EXCERPT:
Lok:

On Sat, 3 Feb 2024 at 21:44, Lok P <loknath...@gmail.com> wrote:

> On Sun, Feb 4, 2024 at 12:50 AM Francisco Olarte <fola...@peoplecall.com> 
> wrote:

> However , as we have ~5billion rows in the base table and out of that , we 
> were expecting almost half i.e. ~2billion would be duplicates. And you said, 
> doing the inserts using the "order by CTID Offset" approach must cause one 
> full sequential scan of the whole table for loading each chunk/10M of rows 
> and that would take a long time I believe.

I did not say "MUST CAUSE". In fact I said I believe it would not.

What I am gonna say ( now ) is test it. Make 1k, 10k, 100k, 1M tables
in a scratch database, explain and test your things there w/ & w/o
index etc.. Not all needed, but testing 100k & 1M in 1k batches could
show you missing quadratic behaviour. Explain would show you
unexpected sorts or scans.

> I am still trying to understand the other approach which you suggested. Not 
> able to understand "you can select where index_col > last order by index_col 
> limit 10M," .

SET PROBLEM 1: List every line in the rows that contains the string "white".
The rows below have no connection to the email.

[Records from a dataset]
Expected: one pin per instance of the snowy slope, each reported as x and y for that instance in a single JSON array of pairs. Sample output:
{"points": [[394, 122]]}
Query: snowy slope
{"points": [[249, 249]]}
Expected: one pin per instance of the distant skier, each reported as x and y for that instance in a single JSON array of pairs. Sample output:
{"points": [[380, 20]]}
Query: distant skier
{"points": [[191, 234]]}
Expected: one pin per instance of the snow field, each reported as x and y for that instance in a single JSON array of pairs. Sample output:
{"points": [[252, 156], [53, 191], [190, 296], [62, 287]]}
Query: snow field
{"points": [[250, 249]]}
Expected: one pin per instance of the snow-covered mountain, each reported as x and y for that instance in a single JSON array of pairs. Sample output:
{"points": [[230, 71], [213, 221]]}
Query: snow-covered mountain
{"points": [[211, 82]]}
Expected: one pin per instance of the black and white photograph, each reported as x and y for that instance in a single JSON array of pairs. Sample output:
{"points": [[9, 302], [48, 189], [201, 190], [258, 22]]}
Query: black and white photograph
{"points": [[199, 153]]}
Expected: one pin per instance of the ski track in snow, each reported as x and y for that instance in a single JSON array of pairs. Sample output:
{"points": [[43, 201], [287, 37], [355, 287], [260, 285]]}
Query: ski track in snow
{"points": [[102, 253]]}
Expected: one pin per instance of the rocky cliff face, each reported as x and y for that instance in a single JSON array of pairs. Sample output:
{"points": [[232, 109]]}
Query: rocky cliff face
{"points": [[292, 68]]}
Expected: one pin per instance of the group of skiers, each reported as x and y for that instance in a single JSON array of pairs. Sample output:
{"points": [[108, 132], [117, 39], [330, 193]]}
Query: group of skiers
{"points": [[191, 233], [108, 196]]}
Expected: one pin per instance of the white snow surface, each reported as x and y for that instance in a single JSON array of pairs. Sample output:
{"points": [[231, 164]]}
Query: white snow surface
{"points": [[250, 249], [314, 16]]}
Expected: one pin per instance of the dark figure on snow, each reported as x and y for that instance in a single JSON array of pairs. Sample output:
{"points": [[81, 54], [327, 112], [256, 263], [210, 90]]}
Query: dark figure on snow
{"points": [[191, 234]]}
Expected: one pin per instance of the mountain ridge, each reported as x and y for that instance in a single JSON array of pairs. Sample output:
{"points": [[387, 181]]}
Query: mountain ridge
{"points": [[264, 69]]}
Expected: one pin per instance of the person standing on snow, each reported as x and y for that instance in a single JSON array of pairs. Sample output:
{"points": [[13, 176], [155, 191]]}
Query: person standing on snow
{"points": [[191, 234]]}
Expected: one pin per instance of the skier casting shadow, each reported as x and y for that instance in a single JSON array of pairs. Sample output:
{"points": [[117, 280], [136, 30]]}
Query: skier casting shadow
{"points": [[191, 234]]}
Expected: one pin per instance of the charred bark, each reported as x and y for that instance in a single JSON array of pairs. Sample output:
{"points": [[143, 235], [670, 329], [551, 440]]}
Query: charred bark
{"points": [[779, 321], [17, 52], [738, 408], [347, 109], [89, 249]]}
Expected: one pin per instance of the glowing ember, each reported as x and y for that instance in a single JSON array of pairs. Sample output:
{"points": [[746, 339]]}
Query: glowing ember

SET PROBLEM 2: Copy the part of the email from "On Sat, 3 Feb" up to and including "time I believe." word for word.

WRITTEN REPLY 1:
Expected: one pin per instance of the black and white photograph, each reported as x and y for that instance in a single JSON array of pairs. Sample output:
Query: black and white photograph
Expected: one pin per instance of the white snow surface, each reported as x and y for that instance in a single JSON array of pairs. Sample output:
Query: white snow surface

WRITTEN REPLY 2:
On Sat, 3 Feb 2024 at 21:44, Lok P <loknath...@gmail.com> wrote:

> On Sun, Feb 4, 2024 at 12:50 AM Francisco Olarte <fola...@peoplecall.com> 
> wrote:

> However , as we have ~5billion rows in the base table and out of that , we 
> were expecting almost half i.e. ~2billion would be duplicates. And you said, 
> doing the inserts using the "order by CTID Offset" approach must cause one 
> full sequential scan of the whole table for loading each chunk/10M of rows 
> and that would take a long time I believe.